[start of Excerpt provided]

This post is a stab at capturing some of the diverse discussions going on around Drupal-space and describing some of the solutions that are being proposed.
Feedback is welcome. I'd love to see some of these things make it into 6 before the freeze, but I'd love even more for the community to iron our a really solid path forward.

The problems

  • Namespace collisions
    The existing $node object is a dumping ground for properties: every module gets a chance to add properties to it and very few use defined namespaces like $node->modulename. Common nouns like 'state' or 'vote', and ambiguous ids like 'pid', 'vid', and 'sid' can easily collide. There is no way to attach metadata to these properties (what module they belong to, for example) without excessively verbose naming schemes. See http://drupal.org/node/148420
  • Rigid theming and rendering
    After the node is loaded as an object, its display content is built as a structured array. However, only some chunks of a node's content are included: Taxonomy terms, links, submission information, etc are handled separately and cannot benefit from rendering system features.
    After this content is built, we collapse that array to HTML and use it to replace the existing $node->body variable before passing the node to the theming layer. Themers are unable to control this rendered content, but $node->body and $node->teaser have already been overwritten.
    Themers who want to make simple changes -- altering the order of fields, showing the first field in a list but linking to additional fields, etc. -- have no recourse other than writing a module from scratch to alter the node.
    See http://www.drupal.org/node/134478
  • Only two display modes
    Nodes are displayed in a wide variety of contexts and for a variety of purposes, but there's only one way to control what contents are assembled: the TRUE or FALSE $teaser variable. $page and $links also exist, but these are tacked-on special case booleans. Piling on additional boolean params for every special case is obviously unacceptable (witness the refactoring of the l() function).
    See http://www.drupal.org/node/144608
  • Single output format
    Nodes are built and rendered for display in HTML. While this is often sufficient, other cases (pdf rendering, XML and JSON output, separation of attachments for RSS and mail, search indexing, etc.) all have additional requirements that can't be captured using the normal node rendering system.
    See http://www.drupal.org/node/145551
  • Custom hacks become necessary
    Due to the limitations listed above, there are numerous special case functions in core that wrap node_view() in hard coded workflows, or re-implement it with minor variations. For example:
    node_show(), which forces comment listings to display after node bodies and marks the node as being read by the current user.
    Book module implements a custom version of node_view() when creating print-friendly pages, simply to give modules a chance to modify nodes for print.

[end of Excerpt provided]

Please continue the post on the problems with Drupal's node system, picking up right after its last sentence and keeping its style.

[start of Stored records]

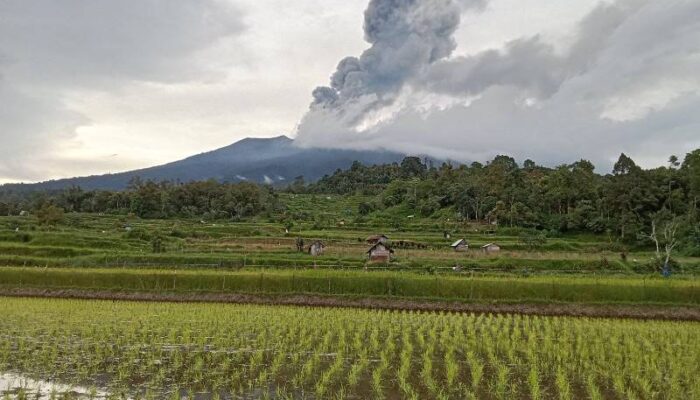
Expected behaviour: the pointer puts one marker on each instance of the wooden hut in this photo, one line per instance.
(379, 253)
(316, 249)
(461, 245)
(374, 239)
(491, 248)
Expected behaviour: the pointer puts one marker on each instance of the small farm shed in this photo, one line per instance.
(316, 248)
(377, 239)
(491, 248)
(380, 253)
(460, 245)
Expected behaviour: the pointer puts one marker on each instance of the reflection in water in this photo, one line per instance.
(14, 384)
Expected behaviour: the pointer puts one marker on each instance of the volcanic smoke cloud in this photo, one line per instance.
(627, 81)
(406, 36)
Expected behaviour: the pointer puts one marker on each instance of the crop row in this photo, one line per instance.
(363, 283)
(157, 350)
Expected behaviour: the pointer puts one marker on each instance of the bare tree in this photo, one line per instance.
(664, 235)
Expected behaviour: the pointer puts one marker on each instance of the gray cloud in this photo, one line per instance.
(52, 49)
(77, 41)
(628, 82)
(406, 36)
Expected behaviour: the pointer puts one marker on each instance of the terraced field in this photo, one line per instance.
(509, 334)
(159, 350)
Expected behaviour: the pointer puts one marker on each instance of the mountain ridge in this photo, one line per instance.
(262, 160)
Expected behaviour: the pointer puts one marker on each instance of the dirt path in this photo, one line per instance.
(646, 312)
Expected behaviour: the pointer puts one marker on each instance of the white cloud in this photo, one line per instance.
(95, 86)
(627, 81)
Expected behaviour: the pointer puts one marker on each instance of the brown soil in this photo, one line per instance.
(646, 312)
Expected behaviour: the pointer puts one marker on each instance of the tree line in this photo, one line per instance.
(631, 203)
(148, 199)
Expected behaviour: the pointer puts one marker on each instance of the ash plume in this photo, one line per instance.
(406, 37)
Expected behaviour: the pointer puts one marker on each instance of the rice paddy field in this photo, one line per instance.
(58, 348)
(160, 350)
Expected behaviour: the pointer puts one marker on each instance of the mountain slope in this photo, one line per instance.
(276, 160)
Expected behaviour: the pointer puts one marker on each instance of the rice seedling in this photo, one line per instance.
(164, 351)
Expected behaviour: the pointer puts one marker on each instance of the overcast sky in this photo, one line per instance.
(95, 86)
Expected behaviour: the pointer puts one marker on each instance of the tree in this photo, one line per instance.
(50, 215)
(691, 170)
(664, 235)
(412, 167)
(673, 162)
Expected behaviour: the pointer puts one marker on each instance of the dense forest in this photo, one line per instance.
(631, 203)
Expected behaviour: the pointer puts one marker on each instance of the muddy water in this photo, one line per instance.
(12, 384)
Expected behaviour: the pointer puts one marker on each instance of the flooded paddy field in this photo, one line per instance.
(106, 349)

[end of Stored records]

The response:
    RSS feed generation and search indexing also re-implement node_view(), in order to extract field information before the node is collapsed to HTML.
    Contrib modules are in the same position: many bypass node_view(), to avoid its hard-coded limitations.

Proposed solutions
These proposed solutions are not necessarily dependent on each other. They are definitely complimentary, as they collectively solve quite a few problems. But they can be implemented one by one as we're able to bring development resources to bear. Some -- like the ability to build nodes in a structured form, are certainly central to the plan.

  • Build the node as a structured array
    Rather than dumping properties onto the node object, we should build the node as a structured array from the start. We already have a proven format for storing structured data -- the FAPI-style #prefixed array. This allows us to append descriptive metadata onto each piece of data as necessary (source module, access control information). In the future, it's also possible to map schema data directly to the node using metadata in our SchemaAPI.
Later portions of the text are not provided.